## Your instructions
Nothing but the pictures is dropped; write out all the remaining data below exactly.

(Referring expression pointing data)
= Beginning of Section =
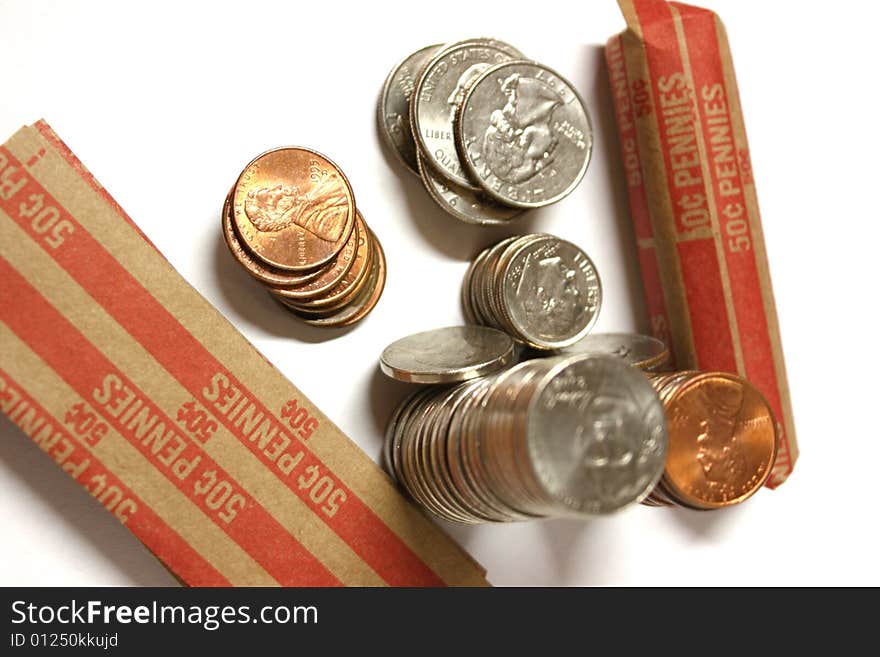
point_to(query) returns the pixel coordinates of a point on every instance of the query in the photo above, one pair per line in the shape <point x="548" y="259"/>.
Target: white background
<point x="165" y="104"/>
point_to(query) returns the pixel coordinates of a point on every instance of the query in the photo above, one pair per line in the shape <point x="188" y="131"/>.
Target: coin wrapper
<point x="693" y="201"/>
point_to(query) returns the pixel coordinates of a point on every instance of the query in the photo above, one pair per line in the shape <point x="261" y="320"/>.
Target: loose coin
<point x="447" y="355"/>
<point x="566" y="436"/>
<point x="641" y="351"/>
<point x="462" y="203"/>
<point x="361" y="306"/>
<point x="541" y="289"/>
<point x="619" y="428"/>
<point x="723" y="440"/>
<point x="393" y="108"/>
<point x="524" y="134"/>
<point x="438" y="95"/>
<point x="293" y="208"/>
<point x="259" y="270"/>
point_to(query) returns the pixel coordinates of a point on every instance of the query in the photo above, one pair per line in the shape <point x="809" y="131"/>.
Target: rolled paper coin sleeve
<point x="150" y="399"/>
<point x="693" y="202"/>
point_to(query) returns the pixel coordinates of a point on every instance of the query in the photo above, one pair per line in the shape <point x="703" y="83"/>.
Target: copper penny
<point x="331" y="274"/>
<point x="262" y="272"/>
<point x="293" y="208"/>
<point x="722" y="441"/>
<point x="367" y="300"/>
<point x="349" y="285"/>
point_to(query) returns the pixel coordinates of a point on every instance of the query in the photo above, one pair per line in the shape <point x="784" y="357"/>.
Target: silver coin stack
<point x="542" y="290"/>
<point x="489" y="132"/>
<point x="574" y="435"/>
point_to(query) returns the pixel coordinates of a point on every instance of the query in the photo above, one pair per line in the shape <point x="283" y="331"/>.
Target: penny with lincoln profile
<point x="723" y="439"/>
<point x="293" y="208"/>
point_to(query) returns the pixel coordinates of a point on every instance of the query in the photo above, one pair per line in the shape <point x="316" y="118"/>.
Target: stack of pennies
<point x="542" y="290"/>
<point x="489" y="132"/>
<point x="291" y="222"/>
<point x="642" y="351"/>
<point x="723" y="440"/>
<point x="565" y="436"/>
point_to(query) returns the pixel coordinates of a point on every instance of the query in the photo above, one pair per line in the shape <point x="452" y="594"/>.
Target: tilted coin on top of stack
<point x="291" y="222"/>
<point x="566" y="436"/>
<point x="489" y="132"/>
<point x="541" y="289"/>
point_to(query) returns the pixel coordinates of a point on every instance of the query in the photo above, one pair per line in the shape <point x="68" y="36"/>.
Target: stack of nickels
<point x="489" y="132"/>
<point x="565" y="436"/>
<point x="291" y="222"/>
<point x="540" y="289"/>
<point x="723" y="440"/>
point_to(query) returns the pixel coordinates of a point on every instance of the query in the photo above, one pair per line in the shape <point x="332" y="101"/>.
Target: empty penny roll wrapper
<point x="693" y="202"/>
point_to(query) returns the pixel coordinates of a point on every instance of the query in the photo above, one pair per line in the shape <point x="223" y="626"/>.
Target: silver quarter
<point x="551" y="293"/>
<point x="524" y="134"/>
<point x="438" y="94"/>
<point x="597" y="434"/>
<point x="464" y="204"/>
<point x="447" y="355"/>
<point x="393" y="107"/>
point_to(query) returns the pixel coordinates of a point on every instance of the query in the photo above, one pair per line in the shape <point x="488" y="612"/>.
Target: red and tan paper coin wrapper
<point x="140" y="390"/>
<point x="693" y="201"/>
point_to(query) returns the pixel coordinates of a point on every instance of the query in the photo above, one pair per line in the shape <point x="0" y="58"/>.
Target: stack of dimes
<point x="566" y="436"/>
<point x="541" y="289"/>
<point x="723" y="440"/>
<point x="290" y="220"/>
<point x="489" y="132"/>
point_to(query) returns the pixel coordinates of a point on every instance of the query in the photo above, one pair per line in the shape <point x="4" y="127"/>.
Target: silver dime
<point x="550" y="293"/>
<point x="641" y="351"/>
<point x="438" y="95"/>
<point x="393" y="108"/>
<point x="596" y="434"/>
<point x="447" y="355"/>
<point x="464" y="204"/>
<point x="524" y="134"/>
= End of Section =
## Task answer
point_to(query) returns the pixel coordinates of a point on every instance of the query in the photo above, one pair per line in the shape <point x="548" y="259"/>.
Target: white background
<point x="165" y="104"/>
point_to(query) returns the pixel coordinates of a point on every instance of the query in the photo above, one pair per line in the shape <point x="188" y="131"/>.
Target: coin wrapper
<point x="693" y="201"/>
point_to(query) returns the pixel coordinates of a point on every instance of the query in the photo above, one pair per line in the shape <point x="261" y="320"/>.
Target: loose coin
<point x="447" y="355"/>
<point x="566" y="436"/>
<point x="641" y="351"/>
<point x="462" y="203"/>
<point x="361" y="306"/>
<point x="541" y="289"/>
<point x="619" y="428"/>
<point x="723" y="440"/>
<point x="393" y="108"/>
<point x="524" y="134"/>
<point x="438" y="95"/>
<point x="293" y="208"/>
<point x="259" y="270"/>
point_to(query) returns the pixel coordinates of a point on every instance of the query in the photo above, one pair per line in the shape <point x="809" y="131"/>.
Target: rolled paper coin sleeve
<point x="150" y="399"/>
<point x="693" y="202"/>
point_to(query) returns the pixel coordinates of a point on every instance of the query in the photo above, one pair per line in the shape <point x="703" y="83"/>.
Target: copper penny
<point x="331" y="274"/>
<point x="262" y="272"/>
<point x="293" y="208"/>
<point x="722" y="441"/>
<point x="367" y="300"/>
<point x="349" y="285"/>
point_to(query) returns the pixel coordinates of a point on every instance of the query in the photo above, one pair per line in the shape <point x="784" y="357"/>.
Target: silver coin stack
<point x="542" y="290"/>
<point x="489" y="132"/>
<point x="574" y="435"/>
point_to(query) returns the pixel coordinates of a point on every instance of the query in the photo above, one pair per line in the shape <point x="283" y="331"/>.
Target: penny with lincoln profile
<point x="723" y="439"/>
<point x="293" y="208"/>
point_to(query) returns the pixel coordinates of a point on every instance of the query in the photo above, one pair per line in the shape <point x="316" y="118"/>.
Target: stack of pennies
<point x="542" y="290"/>
<point x="489" y="132"/>
<point x="291" y="222"/>
<point x="642" y="351"/>
<point x="723" y="440"/>
<point x="565" y="436"/>
point_to(query) returns the pixel coordinates of a point on every instance of the query in the photo above, one pair per line in the shape <point x="452" y="594"/>.
Target: tilted coin on top of stack
<point x="291" y="222"/>
<point x="566" y="436"/>
<point x="489" y="132"/>
<point x="541" y="289"/>
point_to(query) returns the pixel coordinates of a point on every instance of the query in the photo above, one pair per line in the shape <point x="68" y="36"/>.
Target: stack of nickels
<point x="489" y="132"/>
<point x="565" y="436"/>
<point x="291" y="222"/>
<point x="540" y="289"/>
<point x="723" y="440"/>
point_to(query) returns the pixel coordinates of a point on every instance of the query in the photo above, one pair per line in the shape <point x="332" y="101"/>.
Target: empty penny roll wrapper
<point x="693" y="202"/>
point_to(query) returns the pixel coordinates of a point on every instance of the query in the photo above, one pair per line in the shape <point x="223" y="626"/>.
Target: silver quarter
<point x="551" y="293"/>
<point x="524" y="134"/>
<point x="438" y="94"/>
<point x="597" y="434"/>
<point x="464" y="204"/>
<point x="447" y="355"/>
<point x="393" y="107"/>
point_to(query) returns the pixel coordinates of a point on every instance of the query in the photo above, one pair per line in the shape <point x="488" y="612"/>.
Target: red and tan paper coin wrapper
<point x="140" y="390"/>
<point x="693" y="201"/>
point_to(query) returns the pixel coordinates of a point on every instance of the query in the photo above, one pair per line in the shape <point x="0" y="58"/>.
Target: stack of dimes
<point x="566" y="436"/>
<point x="541" y="289"/>
<point x="723" y="440"/>
<point x="290" y="220"/>
<point x="489" y="132"/>
point_to(query) returns the pixel coordinates of a point on every instance of the query in the photo above, one pair per line in the shape <point x="4" y="127"/>.
Target: silver dime
<point x="550" y="293"/>
<point x="641" y="351"/>
<point x="438" y="95"/>
<point x="393" y="108"/>
<point x="596" y="434"/>
<point x="447" y="355"/>
<point x="464" y="204"/>
<point x="524" y="134"/>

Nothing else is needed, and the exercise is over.